Task to complete
Each entry should appear in the answer exactly as written.

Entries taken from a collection

:::

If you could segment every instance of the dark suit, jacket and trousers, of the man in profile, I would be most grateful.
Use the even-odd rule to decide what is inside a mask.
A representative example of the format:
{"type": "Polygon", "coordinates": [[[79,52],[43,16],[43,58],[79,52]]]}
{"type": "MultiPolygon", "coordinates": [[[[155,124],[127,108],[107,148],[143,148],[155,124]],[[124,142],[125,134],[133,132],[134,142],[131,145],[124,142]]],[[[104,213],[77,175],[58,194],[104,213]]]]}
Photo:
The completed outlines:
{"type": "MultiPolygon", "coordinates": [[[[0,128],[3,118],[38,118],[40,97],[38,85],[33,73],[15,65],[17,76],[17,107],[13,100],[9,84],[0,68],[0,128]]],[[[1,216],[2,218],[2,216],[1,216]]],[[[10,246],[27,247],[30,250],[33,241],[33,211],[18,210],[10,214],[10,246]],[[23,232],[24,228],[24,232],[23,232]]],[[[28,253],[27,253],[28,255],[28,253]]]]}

:::

Response to this task
If you could segment every instance of the dark suit, jacket and trousers, of the man in profile, I would be most grateful.
Use the even-odd rule to decide what is inside a mask.
A representative example of the format:
{"type": "Polygon", "coordinates": [[[79,52],[43,16],[43,58],[79,52]]]}
{"type": "MultiPolygon", "coordinates": [[[[155,124],[127,108],[107,148],[143,148],[155,124]],[[124,142],[125,134],[133,132],[134,142],[131,145],[124,142]]],[[[104,213],[77,175],[58,194],[104,213]]]]}
Photo:
The completed outlines:
{"type": "MultiPolygon", "coordinates": [[[[0,128],[3,118],[38,118],[40,97],[38,85],[33,73],[15,65],[17,76],[17,107],[13,100],[9,84],[0,68],[0,128]]],[[[1,216],[2,218],[2,216],[1,216]]],[[[10,246],[27,247],[30,250],[33,241],[33,211],[18,210],[10,214],[10,246]],[[23,232],[24,228],[24,232],[23,232]]],[[[28,253],[27,253],[28,255],[28,253]]]]}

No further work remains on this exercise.